#### [CHALLENGE]
Below are records to be output exactly, every one of them.

--- Begin MATERIAL FOR THIS TASK ---

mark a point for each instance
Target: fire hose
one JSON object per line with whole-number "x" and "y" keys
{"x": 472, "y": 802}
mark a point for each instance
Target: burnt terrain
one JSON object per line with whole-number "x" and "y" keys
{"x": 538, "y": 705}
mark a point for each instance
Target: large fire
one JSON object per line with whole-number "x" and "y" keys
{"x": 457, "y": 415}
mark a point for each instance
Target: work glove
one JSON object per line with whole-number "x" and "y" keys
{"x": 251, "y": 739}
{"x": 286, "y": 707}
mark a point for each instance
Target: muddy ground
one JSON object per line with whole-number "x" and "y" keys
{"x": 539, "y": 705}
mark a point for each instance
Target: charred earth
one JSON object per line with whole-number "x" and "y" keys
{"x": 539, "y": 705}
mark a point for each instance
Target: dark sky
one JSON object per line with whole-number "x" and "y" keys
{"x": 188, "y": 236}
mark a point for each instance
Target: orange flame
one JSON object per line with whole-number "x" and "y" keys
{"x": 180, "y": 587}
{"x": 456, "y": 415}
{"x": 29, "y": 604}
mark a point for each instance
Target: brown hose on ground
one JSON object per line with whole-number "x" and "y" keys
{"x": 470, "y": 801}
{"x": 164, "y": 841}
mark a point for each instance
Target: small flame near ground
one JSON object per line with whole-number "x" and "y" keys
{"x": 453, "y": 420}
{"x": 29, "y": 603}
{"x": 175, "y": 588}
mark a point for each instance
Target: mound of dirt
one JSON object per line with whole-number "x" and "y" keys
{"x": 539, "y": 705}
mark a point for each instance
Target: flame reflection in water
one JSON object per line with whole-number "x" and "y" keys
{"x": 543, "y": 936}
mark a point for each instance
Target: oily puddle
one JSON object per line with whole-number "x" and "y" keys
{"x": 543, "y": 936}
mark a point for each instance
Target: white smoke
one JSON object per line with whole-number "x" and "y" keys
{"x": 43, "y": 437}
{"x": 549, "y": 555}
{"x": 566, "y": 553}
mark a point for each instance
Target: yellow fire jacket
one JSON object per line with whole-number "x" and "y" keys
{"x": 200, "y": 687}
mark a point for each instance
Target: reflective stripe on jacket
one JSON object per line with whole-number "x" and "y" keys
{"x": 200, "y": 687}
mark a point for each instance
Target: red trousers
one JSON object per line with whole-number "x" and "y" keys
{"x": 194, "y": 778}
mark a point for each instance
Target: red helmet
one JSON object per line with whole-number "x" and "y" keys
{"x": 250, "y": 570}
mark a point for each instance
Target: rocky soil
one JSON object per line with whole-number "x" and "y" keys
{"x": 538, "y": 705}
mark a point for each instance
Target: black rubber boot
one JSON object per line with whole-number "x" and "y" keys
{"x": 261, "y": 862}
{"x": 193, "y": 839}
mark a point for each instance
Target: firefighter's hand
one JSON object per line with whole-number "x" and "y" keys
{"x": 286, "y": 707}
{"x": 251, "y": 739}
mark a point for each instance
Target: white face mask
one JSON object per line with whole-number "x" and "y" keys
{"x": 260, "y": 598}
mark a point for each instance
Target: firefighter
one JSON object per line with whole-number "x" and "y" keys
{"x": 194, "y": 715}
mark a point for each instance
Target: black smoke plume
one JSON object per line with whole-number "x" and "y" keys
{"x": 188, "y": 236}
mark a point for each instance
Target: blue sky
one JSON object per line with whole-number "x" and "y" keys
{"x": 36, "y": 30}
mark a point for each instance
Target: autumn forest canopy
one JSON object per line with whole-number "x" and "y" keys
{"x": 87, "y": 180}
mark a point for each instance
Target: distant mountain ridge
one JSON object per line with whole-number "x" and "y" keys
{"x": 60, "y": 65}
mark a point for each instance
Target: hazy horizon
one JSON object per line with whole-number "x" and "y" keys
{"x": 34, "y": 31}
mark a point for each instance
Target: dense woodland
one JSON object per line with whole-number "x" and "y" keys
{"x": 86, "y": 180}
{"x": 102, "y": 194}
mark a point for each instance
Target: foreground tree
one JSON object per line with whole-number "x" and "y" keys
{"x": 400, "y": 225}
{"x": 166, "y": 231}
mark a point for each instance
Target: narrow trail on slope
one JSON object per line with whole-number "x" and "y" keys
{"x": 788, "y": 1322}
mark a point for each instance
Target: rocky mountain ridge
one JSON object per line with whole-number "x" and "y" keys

--- End MATERIAL FOR THIS TASK ---

#### [COMPLETED EXERCISE]
mark a point for each instance
Target: fire hose
one JSON object per line with whole-number "x" and "y" keys
{"x": 472, "y": 802}
mark a point for each instance
Target: burnt terrain
one JSON object per line with whole-number "x" and "y" keys
{"x": 538, "y": 705}
mark a point for each instance
Target: large fire
one JSON object per line with whole-number "x" and "y" keys
{"x": 457, "y": 415}
mark a point for each instance
Target: work glove
one JSON object per line with whole-number "x" and "y" keys
{"x": 251, "y": 739}
{"x": 286, "y": 707}
mark a point for each instance
Target: muddy ground
one JSON object per line with whole-number "x" and "y" keys
{"x": 539, "y": 705}
mark a point for each instance
Target: charred earth
one JSON object per line with whole-number "x" and "y" keys
{"x": 539, "y": 705}
mark a point for each instance
Target: dark sky
one JSON object per line with whole-number "x" and "y" keys
{"x": 188, "y": 236}
mark a point for each instance
Target: orange flame
one JSON object per line with whole-number "x" and "y" keys
{"x": 180, "y": 587}
{"x": 456, "y": 415}
{"x": 29, "y": 604}
mark a point for each instance
Target: brown hose on ground
one JSON object per line with whole-number "x" and "y" keys
{"x": 470, "y": 801}
{"x": 164, "y": 841}
mark a point for each instance
Target: small flame near ground
one JSON object per line with whole-number "x" and "y" keys
{"x": 453, "y": 420}
{"x": 29, "y": 603}
{"x": 175, "y": 588}
mark a point for each instance
Target: mound of dirt
one JSON object per line with whole-number "x" and "y" keys
{"x": 539, "y": 705}
mark a point for each instance
Target: flame reflection in water
one JSON object per line with whole-number "x" and "y" keys
{"x": 543, "y": 936}
mark a point for each instance
Target: oily puddle
one JSON object per line with whole-number "x" and "y" keys
{"x": 543, "y": 936}
mark a point for each instance
Target: white smoke
one JSON object per line with whole-number "x" and "y" keys
{"x": 43, "y": 437}
{"x": 549, "y": 555}
{"x": 566, "y": 553}
mark a point for each instance
Target: yellow fire jacket
one JSON object per line with whole-number "x" and "y" keys
{"x": 200, "y": 687}
mark a point for each instance
Target: reflective stripe on jacket
one JSON object per line with whole-number "x" and "y" keys
{"x": 200, "y": 687}
mark a point for each instance
Target: red trousers
one JSON object per line with whole-number "x" and "y" keys
{"x": 194, "y": 778}
mark a point for each instance
Target: red helmet
one JSON object per line with whole-number "x" and "y" keys
{"x": 250, "y": 570}
mark a point for each instance
Target: rocky soil
one JSON object per line with whole-number "x" and "y" keys
{"x": 538, "y": 705}
mark a point for each instance
Target: black rubber boot
one JSON object per line with whole-number "x" and "y" keys
{"x": 261, "y": 862}
{"x": 193, "y": 839}
mark a point for each instance
Target: firefighter's hand
one JSON object per line with whole-number "x" and "y" keys
{"x": 286, "y": 707}
{"x": 251, "y": 739}
mark a point for each instance
Target: white face mask
one JSON object per line with whole-number "x" and "y" keys
{"x": 260, "y": 598}
mark a point for each instance
Target: firefighter
one JSON object per line with whole-number "x" and "y" keys
{"x": 194, "y": 715}
mark a point for each instance
Target: black smoke plume
one JSON object per line with whole-number "x" and "y" keys
{"x": 188, "y": 236}
mark a point for each instance
Target: blue sky
one JSON object per line with whole-number "x" and "y" keys
{"x": 36, "y": 30}
mark a point for each instance
Target: autumn forest canopy
one JSON object per line with whole-number "x" and "y" keys
{"x": 87, "y": 180}
mark a point for each instance
Target: distant mountain ridge
one JSON object per line with whole-number "x" and "y" keys
{"x": 60, "y": 65}
mark a point for each instance
Target: hazy horizon
one JSON object per line with whole-number "x" and "y" keys
{"x": 34, "y": 31}
mark a point for each instance
Target: dense woodland
one JSON object per line with whole-number "x" and "y" keys
{"x": 86, "y": 180}
{"x": 102, "y": 194}
mark a point for each instance
Target: foreground tree
one JSON object per line with whole-number "x" and "y" keys
{"x": 400, "y": 225}
{"x": 166, "y": 231}
mark a point for each instance
Target: narrow trail on slope
one JSON object per line with whole-number "x" and "y" keys
{"x": 788, "y": 1322}
mark a point for each instance
Target: rocky mountain ridge
one JSON object per line with whole-number "x" and "y" keys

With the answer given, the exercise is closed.